- _Set exercise_
Can you write out everything from the start of the data down to and including the line containing "[[185,102],[230,74],[255,32],[0,32],[0,63],[128,115]]", with each coordinate in the answer outlines multiplied by 1.8 and rounded to a whole number, halves up? Keep every other line and number unchanged.

>>>>

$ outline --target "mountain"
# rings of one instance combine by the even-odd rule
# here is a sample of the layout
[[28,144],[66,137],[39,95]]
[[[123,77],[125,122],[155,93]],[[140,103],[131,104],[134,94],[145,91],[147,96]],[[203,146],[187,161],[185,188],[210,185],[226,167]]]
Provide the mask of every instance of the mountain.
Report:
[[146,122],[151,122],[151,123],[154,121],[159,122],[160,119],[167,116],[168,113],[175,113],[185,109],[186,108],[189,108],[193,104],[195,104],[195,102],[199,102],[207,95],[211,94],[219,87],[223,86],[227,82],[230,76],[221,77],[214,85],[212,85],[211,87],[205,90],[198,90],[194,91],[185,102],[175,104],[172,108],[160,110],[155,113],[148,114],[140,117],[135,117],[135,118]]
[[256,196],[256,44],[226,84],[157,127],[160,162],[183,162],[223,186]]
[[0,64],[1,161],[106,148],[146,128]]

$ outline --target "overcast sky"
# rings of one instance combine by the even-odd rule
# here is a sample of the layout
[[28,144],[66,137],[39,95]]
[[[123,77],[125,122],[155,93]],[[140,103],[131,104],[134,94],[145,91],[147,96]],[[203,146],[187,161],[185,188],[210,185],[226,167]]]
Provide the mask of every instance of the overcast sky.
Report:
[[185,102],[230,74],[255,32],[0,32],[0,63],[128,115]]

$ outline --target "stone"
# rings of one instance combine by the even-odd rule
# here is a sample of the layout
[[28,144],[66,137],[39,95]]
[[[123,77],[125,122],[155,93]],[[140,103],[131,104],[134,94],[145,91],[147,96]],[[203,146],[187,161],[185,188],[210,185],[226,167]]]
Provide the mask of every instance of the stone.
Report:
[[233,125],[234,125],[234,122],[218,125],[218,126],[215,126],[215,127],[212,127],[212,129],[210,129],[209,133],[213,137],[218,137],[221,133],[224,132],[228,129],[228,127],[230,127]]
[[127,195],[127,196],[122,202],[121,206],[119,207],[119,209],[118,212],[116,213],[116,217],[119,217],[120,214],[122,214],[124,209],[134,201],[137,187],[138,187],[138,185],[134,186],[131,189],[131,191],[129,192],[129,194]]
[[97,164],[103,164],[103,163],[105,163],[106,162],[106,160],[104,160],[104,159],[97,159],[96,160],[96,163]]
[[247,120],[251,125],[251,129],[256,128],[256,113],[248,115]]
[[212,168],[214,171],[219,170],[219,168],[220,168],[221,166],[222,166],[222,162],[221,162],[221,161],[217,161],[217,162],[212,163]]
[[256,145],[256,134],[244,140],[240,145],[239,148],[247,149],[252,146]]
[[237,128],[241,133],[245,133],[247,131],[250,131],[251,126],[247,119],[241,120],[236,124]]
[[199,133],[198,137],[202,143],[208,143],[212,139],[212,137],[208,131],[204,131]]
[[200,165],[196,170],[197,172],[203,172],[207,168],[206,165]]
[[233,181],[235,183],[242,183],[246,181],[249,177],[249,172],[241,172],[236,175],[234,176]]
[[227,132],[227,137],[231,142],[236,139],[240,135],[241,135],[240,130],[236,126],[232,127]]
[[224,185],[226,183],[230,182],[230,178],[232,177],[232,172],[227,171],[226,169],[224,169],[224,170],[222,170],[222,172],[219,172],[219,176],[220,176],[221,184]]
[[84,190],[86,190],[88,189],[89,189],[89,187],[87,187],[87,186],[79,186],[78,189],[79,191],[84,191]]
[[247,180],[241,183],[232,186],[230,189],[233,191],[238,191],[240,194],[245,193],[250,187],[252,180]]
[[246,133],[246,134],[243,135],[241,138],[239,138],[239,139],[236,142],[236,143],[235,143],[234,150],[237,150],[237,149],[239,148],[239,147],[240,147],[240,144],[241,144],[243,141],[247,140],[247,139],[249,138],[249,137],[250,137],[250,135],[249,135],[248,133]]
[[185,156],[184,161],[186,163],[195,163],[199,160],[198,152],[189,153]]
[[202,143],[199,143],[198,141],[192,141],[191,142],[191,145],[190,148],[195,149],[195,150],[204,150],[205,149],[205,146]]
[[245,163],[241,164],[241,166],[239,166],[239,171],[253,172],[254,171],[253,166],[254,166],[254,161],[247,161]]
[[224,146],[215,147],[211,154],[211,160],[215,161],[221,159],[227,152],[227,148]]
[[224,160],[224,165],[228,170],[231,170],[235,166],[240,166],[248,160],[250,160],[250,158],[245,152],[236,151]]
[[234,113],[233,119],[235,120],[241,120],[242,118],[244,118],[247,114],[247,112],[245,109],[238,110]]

<<<<

- _Correct response_
$ outline --target "mountain"
# rings of one instance combine by the even-odd rule
# here is a sample of the layout
[[28,144],[66,137],[39,95]]
[[[123,77],[125,122],[155,93]],[[140,103],[131,104],[134,94],[145,91],[147,96]],[[203,146],[187,161],[185,188],[210,185],[226,167]]]
Provide the mask of every instance of the mountain.
Report:
[[263,220],[272,220],[272,221],[277,218],[286,220],[288,214],[301,209],[302,203],[315,203],[333,196],[335,194],[340,194],[347,187],[351,187],[351,184],[358,184],[373,171],[380,169],[394,157],[401,155],[409,148],[414,137],[398,139],[385,153],[382,153],[380,157],[369,162],[356,162],[349,164],[333,184],[315,187],[310,194],[288,198],[279,203],[266,205],[252,211],[243,211],[243,212]]
[[461,353],[461,79],[407,151],[283,229],[288,292],[329,292],[401,335]]
[[0,115],[2,290],[191,266],[263,230]]

$ outline --target "overcast sky"
# rings of one instance combine by the even-odd rule
# here is a sample of the layout
[[28,144],[66,137],[39,95]]
[[[123,77],[125,122],[155,93]],[[140,103],[131,104],[134,94],[145,91],[147,96]],[[203,146],[187,161],[185,188],[210,185],[226,167]]]
Provide the mask of every instance of the overcast sky.
Report:
[[333,184],[414,133],[459,58],[0,58],[0,113],[230,207]]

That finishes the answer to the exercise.